Segmentation labeling items
====
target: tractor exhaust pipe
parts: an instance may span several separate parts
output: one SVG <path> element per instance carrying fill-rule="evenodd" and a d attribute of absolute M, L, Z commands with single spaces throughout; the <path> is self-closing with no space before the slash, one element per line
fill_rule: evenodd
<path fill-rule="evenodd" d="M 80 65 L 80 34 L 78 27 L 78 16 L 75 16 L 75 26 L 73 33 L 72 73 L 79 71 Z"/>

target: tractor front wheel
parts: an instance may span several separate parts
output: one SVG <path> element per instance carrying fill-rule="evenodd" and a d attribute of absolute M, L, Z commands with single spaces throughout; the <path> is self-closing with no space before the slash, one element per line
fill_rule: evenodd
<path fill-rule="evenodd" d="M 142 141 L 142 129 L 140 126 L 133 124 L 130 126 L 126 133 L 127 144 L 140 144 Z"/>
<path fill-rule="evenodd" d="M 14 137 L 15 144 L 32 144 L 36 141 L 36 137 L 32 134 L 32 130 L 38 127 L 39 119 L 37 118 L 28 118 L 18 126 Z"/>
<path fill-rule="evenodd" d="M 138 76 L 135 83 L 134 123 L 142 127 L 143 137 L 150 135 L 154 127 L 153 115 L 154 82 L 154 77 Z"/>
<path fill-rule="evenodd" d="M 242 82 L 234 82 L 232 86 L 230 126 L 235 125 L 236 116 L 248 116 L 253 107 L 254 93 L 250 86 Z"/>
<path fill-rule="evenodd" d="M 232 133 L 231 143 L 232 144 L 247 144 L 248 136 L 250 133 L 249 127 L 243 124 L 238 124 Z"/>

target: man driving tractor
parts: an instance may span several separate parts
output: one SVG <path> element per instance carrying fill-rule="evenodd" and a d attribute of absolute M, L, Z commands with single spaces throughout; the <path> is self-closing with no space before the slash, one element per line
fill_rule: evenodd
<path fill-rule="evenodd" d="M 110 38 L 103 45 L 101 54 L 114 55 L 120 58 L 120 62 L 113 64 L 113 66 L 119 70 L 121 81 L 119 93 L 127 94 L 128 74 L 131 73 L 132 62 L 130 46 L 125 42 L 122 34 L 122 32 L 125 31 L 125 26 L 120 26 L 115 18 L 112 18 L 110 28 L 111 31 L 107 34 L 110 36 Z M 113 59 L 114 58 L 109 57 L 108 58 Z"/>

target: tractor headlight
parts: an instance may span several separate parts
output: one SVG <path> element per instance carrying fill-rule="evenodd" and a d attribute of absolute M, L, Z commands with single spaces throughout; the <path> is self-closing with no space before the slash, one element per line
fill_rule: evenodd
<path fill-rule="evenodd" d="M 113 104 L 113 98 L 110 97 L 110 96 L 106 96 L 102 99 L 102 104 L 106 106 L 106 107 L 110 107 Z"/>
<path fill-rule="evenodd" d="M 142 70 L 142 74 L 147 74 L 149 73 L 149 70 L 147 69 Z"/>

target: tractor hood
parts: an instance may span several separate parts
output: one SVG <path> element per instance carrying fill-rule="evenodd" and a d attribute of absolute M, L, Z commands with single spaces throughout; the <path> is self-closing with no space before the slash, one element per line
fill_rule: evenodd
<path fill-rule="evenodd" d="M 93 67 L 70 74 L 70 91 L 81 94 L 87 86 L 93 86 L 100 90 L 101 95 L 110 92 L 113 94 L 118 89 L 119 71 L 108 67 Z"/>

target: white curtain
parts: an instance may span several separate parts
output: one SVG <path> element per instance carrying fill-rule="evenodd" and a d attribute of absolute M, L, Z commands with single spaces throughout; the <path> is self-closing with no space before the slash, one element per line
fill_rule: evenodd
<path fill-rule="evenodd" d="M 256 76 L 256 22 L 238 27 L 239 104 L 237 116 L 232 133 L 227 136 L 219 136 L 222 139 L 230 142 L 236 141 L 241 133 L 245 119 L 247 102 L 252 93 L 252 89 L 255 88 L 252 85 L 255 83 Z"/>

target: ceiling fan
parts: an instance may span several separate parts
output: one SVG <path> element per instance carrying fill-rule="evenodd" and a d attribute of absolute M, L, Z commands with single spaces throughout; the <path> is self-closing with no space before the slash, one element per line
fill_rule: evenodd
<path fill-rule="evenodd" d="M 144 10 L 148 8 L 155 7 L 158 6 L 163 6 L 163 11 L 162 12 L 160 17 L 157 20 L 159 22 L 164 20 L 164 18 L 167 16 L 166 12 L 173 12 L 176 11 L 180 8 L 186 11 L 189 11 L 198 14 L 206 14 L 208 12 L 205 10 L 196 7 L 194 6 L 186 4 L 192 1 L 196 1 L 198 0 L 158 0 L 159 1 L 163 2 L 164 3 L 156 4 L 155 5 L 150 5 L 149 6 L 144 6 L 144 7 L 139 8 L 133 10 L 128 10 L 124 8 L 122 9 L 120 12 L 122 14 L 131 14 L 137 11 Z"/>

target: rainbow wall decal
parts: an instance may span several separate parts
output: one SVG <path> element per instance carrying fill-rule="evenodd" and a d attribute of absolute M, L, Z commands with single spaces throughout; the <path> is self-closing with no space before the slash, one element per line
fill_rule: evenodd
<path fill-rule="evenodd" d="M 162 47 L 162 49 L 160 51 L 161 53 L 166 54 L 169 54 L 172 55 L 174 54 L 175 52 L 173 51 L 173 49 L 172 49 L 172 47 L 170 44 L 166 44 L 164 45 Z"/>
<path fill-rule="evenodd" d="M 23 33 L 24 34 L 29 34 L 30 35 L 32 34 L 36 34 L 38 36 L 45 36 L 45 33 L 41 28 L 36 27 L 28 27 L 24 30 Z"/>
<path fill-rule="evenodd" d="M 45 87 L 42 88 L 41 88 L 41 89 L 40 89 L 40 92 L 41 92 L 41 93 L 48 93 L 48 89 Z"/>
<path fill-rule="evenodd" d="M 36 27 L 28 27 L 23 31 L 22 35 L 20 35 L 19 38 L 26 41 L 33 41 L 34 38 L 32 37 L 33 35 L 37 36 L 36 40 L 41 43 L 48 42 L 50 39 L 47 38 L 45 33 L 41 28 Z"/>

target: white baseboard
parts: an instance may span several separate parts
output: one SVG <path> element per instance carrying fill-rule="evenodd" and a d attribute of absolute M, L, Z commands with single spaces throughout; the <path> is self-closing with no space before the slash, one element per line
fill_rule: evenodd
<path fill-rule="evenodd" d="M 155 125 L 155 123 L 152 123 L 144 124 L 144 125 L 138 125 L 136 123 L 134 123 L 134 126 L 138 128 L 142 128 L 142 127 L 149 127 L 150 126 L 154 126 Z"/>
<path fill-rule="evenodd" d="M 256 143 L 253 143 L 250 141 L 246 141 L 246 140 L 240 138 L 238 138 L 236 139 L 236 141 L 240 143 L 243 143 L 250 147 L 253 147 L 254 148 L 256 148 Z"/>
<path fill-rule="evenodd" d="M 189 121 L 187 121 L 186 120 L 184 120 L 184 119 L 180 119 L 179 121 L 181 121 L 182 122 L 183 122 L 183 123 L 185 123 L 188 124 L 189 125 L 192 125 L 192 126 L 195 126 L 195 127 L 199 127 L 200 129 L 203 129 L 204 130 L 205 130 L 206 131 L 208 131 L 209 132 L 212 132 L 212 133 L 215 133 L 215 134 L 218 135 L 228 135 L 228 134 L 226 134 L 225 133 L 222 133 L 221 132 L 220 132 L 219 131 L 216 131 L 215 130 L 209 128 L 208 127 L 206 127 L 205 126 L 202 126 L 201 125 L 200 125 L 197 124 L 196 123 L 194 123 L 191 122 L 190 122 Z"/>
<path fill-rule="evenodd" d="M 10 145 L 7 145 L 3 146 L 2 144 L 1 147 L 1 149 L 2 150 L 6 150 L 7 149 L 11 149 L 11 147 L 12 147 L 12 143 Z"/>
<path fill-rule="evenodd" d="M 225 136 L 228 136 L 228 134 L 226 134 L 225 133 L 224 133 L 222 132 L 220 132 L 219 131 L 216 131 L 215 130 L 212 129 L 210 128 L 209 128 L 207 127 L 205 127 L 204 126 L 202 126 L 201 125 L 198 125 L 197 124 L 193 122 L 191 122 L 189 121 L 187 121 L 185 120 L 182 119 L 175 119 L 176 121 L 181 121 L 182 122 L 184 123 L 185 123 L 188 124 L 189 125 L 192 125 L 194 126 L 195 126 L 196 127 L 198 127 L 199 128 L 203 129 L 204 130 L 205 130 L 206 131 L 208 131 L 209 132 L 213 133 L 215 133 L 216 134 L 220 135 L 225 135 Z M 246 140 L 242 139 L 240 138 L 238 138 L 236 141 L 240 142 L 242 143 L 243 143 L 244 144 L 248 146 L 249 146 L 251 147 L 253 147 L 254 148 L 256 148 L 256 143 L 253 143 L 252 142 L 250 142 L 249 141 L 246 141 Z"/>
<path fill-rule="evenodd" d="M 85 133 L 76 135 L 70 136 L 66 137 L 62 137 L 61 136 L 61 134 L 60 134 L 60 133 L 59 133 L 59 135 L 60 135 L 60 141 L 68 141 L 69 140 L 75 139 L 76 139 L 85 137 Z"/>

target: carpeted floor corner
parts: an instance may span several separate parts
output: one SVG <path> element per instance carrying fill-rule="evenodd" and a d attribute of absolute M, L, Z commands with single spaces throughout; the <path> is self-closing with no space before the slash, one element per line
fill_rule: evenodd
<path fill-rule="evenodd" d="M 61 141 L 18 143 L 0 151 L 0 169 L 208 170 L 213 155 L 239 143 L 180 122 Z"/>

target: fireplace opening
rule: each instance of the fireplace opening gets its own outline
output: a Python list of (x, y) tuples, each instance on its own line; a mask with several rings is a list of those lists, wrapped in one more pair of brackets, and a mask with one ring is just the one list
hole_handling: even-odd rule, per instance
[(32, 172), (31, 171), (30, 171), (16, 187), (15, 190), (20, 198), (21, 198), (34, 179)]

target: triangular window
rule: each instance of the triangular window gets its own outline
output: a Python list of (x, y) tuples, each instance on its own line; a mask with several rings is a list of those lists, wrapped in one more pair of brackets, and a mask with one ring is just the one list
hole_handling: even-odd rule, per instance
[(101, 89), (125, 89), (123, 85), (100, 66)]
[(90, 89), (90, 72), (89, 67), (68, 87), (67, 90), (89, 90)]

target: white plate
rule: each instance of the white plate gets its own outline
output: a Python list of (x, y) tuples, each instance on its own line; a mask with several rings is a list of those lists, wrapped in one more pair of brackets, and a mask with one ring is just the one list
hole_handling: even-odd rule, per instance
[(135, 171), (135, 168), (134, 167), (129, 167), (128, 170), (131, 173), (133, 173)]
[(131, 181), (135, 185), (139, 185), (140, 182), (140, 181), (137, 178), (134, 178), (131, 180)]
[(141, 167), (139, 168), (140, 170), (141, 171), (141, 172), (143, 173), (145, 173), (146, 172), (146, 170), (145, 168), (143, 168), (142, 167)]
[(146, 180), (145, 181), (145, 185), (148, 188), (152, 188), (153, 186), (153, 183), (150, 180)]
====
(TASK INSTRUCTIONS):
Turn the lines of the listing above into a numbered list, skipping blank lines. Include only the lines from the start of the listing through the line that contains "80 65 L 80 34", inclusive.

(EXERCISE RESULT):
1. target: tractor exhaust pipe
2. parts: an instance may span several separate parts
3. output: one SVG <path> element per instance carrying fill-rule="evenodd" and a d attribute of absolute M, L, Z commands with single spaces throughout; the <path> is self-closing with no space before the slash, one element per line
4. fill_rule: evenodd
5. <path fill-rule="evenodd" d="M 80 65 L 80 34 L 78 27 L 78 16 L 75 16 L 75 26 L 73 33 L 72 73 L 79 71 Z"/>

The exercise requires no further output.